_Text provided:_
---

Yes you are quite correct. But the point I was trying to make was that the amount of interest that can be serviced this way is limited by the nominal growth rate of the economy, and the proviso that all the interest be spent, and none saved...

Mosler:

... any unspent income has that same effect as unspent interest income.

Later comments move to other topics.

I just want to point out that it seems to me that for many of the people commenting at Mosler's, "rent" is one of the world's biggest problems, but "interest" is no problem at all. Yet "rent" and "interest" are the same thing, given the way they use the word "rent".


Michael Hudson defines "rent":

The 19th century elaborated the concept of economic rent as that element of price which found no counterpart in actual cost of production. and hence was “unearned.”

Unearned income. Undeserved income. It is not a far stretch, from saying the income to capital (money) is undeserved, to saying the income to capital (equipment) is undeserved. And that is as Marxist a thought as I have ever seen.


Hudson and Hickey both see rent as a problematic cost. Mosler sees interest as income. The distinction is false, for every cost is someone's income, and every income is someone's cost.

Actually, that may be Mosler's point.

Still, the issue is not the cost of interest in comparison to the income from interest. The issue is interest in comparison to wages and to profits; the issue is the balance among factor costs.

From The Wealth of Nations:

The interest of money is always a derivative revenue, which, if it is not paid from the profit which is made by the use of the money, must be paid from some other source of revenue...

7 comments:

Jazzbumpa said...

for every cost is someone's income, and every income is someone's cost.

No. The cost of extracting ore from the ground is greater than the wages paid to the diggers.

The cost of a natural disaster is unrelated to anyone's income.

The income from a bushel of wheat is greater than the costs of growing it. Rain, sun and sweat equity contribute to this income.

These are false equivalences. Classical economics is riddled with fallacies like these.

Cheers!
JzB

The Arthurian said...

Wages, rent, profit:

"In every society the price of every commodity finally resolves itself into some one or other, or all of those three parts; and in every improved society, all three enter more or less, as component parts, into the price of the far greater part of commodities."

And interest.

---

_Recorded information:_

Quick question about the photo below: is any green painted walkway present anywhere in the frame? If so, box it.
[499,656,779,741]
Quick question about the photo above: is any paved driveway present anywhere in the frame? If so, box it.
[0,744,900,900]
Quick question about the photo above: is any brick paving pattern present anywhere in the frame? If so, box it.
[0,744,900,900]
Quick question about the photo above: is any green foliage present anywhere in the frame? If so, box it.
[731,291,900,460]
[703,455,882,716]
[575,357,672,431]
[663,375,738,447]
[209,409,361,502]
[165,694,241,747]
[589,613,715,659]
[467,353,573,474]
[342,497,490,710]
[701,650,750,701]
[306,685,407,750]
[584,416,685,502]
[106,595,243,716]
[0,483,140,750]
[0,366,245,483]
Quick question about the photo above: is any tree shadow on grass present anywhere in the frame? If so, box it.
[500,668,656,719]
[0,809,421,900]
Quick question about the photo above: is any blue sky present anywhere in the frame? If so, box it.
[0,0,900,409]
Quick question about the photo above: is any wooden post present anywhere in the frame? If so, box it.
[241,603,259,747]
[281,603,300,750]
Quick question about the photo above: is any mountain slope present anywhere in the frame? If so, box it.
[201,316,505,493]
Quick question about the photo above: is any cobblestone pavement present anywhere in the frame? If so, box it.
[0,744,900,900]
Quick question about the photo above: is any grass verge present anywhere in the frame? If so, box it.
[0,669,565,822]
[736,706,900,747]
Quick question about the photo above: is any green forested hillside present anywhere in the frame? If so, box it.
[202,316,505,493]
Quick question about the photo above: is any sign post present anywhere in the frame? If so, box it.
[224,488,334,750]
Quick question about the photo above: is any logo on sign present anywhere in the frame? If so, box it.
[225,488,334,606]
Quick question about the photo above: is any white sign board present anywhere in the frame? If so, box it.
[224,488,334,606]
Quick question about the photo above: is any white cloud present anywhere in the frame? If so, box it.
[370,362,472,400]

---

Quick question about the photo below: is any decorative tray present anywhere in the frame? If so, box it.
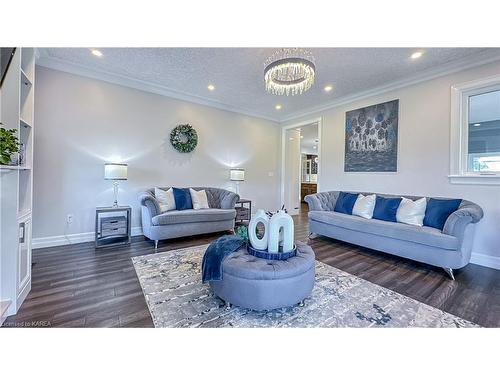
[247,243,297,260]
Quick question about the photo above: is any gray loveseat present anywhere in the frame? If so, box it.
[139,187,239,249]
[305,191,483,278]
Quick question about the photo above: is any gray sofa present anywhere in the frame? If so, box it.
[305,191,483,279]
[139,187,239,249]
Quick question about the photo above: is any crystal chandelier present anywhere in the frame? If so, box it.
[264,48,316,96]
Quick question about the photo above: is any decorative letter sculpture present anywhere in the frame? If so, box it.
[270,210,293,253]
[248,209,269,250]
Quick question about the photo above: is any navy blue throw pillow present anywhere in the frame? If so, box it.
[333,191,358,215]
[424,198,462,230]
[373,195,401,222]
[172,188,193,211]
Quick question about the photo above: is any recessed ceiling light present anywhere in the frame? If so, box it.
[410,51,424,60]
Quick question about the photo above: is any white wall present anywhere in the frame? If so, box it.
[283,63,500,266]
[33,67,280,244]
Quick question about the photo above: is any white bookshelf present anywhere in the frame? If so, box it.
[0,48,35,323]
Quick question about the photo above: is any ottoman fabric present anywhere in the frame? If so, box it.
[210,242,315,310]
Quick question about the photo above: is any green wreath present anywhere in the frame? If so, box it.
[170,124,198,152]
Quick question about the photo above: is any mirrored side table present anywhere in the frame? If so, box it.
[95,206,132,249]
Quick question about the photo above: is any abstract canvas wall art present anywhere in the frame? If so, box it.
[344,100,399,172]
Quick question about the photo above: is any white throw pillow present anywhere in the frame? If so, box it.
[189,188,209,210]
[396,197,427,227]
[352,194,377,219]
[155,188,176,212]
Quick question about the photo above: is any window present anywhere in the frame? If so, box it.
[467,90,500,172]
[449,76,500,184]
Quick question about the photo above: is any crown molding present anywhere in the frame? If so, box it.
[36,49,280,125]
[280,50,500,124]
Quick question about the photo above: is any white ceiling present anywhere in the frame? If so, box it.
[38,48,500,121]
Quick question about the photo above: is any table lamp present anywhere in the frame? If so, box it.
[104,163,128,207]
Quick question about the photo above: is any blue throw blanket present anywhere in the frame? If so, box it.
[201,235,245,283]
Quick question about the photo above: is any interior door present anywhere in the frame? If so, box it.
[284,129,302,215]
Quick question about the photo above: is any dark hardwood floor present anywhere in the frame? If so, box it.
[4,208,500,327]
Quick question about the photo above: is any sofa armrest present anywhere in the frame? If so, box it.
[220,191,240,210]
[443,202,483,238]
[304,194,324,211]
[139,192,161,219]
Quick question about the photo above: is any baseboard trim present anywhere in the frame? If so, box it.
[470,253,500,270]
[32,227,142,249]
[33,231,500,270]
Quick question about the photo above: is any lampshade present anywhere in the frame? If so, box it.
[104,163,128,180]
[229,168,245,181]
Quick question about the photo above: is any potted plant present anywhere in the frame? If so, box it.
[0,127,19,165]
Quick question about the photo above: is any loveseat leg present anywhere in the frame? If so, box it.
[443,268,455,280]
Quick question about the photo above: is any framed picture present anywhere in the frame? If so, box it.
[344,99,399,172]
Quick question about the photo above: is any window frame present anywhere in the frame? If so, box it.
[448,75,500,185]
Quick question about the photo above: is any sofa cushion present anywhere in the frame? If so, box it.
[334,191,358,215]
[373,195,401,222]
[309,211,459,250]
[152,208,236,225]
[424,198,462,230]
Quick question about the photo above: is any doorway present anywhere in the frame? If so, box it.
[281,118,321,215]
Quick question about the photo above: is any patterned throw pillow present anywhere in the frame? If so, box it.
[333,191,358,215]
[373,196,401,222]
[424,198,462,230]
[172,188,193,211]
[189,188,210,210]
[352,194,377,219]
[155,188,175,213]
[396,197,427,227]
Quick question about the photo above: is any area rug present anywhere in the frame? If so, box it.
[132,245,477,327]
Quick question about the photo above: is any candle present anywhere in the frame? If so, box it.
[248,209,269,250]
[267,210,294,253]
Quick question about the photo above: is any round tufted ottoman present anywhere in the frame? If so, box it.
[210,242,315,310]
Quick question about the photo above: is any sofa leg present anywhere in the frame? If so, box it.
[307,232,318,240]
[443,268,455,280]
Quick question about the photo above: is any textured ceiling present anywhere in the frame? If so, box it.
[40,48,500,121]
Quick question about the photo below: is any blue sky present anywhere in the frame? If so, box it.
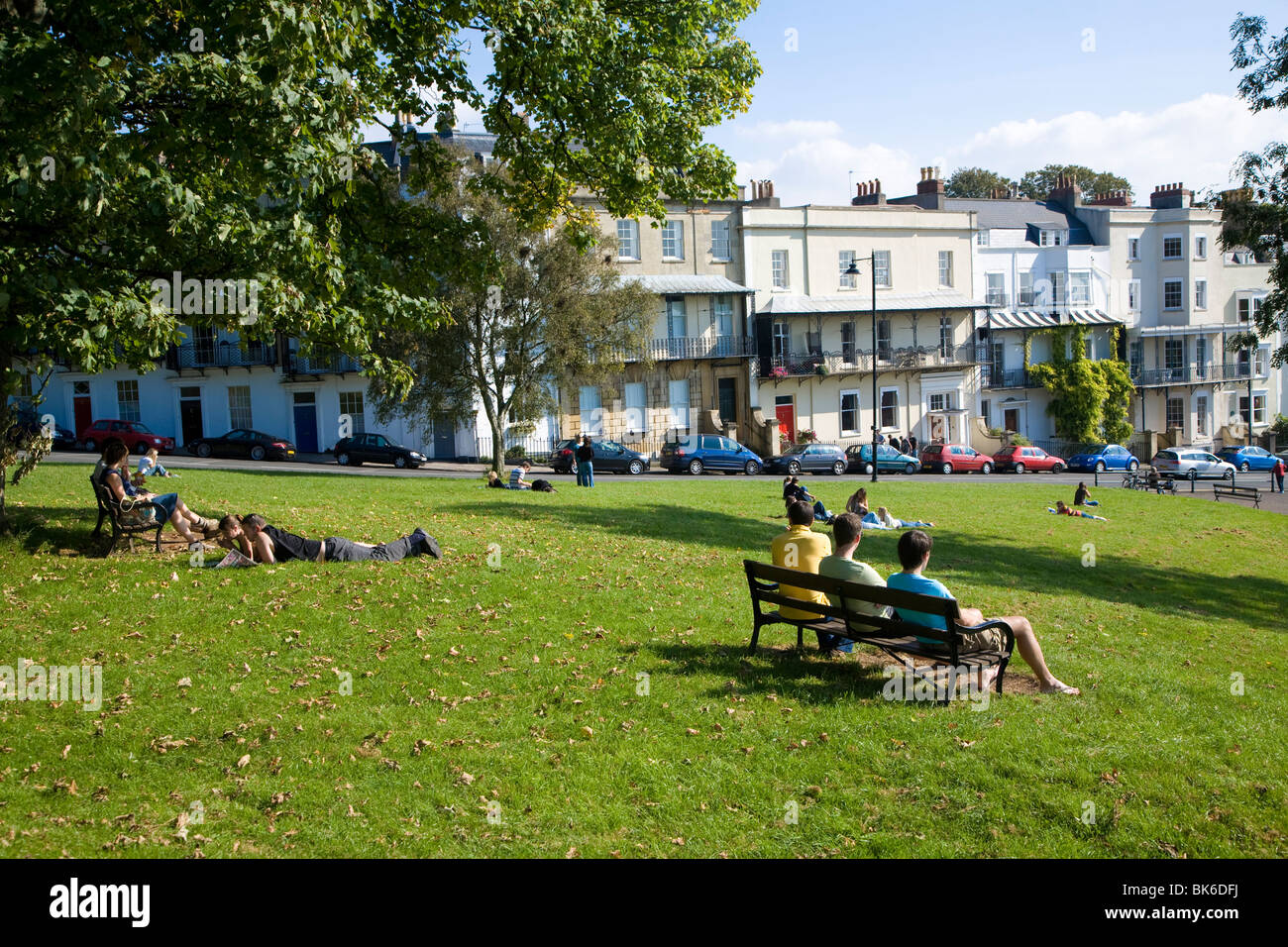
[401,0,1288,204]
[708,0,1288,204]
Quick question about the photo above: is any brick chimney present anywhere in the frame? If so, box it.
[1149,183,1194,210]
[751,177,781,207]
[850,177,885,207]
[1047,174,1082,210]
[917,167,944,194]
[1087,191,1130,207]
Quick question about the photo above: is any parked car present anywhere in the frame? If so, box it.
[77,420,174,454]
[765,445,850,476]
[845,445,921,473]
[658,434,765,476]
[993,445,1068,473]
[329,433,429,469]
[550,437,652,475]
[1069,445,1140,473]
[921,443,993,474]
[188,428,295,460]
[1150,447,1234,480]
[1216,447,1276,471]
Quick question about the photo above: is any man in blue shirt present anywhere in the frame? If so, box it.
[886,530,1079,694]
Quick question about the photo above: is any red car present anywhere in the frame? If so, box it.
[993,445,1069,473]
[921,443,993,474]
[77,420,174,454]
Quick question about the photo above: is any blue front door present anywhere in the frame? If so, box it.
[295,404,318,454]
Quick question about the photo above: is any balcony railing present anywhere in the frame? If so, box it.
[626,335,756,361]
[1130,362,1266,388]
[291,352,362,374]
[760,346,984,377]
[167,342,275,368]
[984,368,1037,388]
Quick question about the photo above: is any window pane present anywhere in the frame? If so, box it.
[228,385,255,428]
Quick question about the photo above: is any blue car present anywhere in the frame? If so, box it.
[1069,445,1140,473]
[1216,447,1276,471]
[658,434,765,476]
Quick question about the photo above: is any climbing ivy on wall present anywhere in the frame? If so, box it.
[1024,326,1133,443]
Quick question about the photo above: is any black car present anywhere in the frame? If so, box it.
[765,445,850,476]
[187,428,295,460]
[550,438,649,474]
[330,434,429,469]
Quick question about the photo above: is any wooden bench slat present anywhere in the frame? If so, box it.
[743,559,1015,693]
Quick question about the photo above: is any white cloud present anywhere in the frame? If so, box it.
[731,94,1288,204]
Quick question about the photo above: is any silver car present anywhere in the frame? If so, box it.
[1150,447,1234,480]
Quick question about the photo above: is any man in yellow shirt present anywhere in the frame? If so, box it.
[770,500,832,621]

---

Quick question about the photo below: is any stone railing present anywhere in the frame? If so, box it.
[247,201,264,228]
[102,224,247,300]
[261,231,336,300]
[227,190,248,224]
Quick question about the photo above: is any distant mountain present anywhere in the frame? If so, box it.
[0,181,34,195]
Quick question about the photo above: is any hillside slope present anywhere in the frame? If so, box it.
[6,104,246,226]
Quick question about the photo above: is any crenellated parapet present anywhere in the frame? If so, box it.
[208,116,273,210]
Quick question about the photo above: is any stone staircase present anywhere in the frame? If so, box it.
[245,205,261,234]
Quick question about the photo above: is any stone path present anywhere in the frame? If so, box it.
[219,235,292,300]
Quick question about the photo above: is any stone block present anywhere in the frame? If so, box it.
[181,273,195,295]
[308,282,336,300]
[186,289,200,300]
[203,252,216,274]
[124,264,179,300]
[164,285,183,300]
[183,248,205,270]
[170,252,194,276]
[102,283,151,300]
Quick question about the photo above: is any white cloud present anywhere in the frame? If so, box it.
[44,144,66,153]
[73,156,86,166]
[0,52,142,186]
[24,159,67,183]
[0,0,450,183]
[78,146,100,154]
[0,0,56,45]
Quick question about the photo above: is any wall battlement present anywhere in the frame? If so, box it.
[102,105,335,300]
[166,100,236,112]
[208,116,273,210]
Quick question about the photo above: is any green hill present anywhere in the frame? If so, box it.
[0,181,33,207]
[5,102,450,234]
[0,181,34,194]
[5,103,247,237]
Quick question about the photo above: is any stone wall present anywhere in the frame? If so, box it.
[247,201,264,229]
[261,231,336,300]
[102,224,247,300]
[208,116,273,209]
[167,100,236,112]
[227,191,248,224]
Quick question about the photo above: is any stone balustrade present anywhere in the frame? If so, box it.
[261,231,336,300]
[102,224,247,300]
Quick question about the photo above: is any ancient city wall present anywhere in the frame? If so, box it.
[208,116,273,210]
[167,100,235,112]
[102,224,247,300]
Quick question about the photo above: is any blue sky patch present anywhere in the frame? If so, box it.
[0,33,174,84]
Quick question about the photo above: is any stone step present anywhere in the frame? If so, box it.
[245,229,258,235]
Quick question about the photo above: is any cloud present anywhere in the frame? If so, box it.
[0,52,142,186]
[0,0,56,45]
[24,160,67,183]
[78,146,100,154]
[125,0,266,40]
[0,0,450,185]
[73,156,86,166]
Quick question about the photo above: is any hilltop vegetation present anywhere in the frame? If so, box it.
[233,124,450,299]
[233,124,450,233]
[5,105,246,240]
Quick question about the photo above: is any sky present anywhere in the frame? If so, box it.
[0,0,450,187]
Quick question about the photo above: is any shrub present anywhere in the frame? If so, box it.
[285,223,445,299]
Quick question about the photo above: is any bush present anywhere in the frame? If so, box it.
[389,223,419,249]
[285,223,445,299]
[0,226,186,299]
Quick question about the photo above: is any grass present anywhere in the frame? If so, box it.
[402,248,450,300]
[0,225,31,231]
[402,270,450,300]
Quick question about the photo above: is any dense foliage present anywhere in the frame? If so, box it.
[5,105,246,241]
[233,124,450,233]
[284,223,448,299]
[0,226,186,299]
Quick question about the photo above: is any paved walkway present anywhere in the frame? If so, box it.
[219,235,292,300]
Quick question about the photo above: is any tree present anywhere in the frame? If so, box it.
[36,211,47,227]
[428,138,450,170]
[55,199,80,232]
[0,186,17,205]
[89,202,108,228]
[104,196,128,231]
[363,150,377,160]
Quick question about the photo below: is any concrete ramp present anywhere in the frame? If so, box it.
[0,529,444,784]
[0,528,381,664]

---

_Given request A:_ From the post on rent and interest, extract word for word the passage that begins at the words "Yes you are" and stops after "unspent interest income.".
_Given request B:_ Continue the blog post on rent and interest past its last line.
The records have no connection to the post on rent and interest.

_Exercise response A:_
Yes you are quite correct. But the point I was trying to make was that the amount of interest that can be serviced this way is limited by the nominal growth rate of the economy, and the proviso that all the interest be spent, and none saved...

Mosler:

... any unspent income has that same effect as unspent interest income.

_Exercise response B:_
The "extra" cost of extracting ore and growing wheat, resolves itself as profit and rent (and interest).

The cost due to natural disaster is loss, not cost. Nobody pays to have a natural disaster. There is no "cost" until somebody starts paying to rebuild.

Clonal said...

Art.

The problem is not with attributing a cost to capital, or charging for the use of capital. The problem starts with the time value of money, both with simple interest and multiplied with compound interest.

Economist by using equilibrium model are unable to capture the damaging affect of savings that are compounded. If you look at Mosler's reply, he wanted the interest spent immediately. If it is saved and re lent, or the interest compounded because of a borrowers inability to pay the interest for a period or periods, the problem begins. Hence the proposals for interest free money as proposed by Kennedy and others.

The Arthurian said...
This comment has been removed by the author.
The Arthurian said...

Short answer.

"The problem is not with attributing a cost to capital, or charging for the use of capital. The problem starts with the time value of money, both with simple interest and multiplied with compound interest."

I am not sure that the time value of money is where the problem starts. I am sure that excessive reliance on credit is the problem and has been, for decades.

Jazzbumpa said...

The "extra" cost of extracting ore and growing wheat, resolves itself as profit and rent (and interest).

That addresses nothing, and reduces economics to a tautology - which is probably the right way to look at it.

And loss - hmmm. Does economics recognize that possibility?

Cheers!
JzB

The Arthurian said...

Jazz, are you spammin' me???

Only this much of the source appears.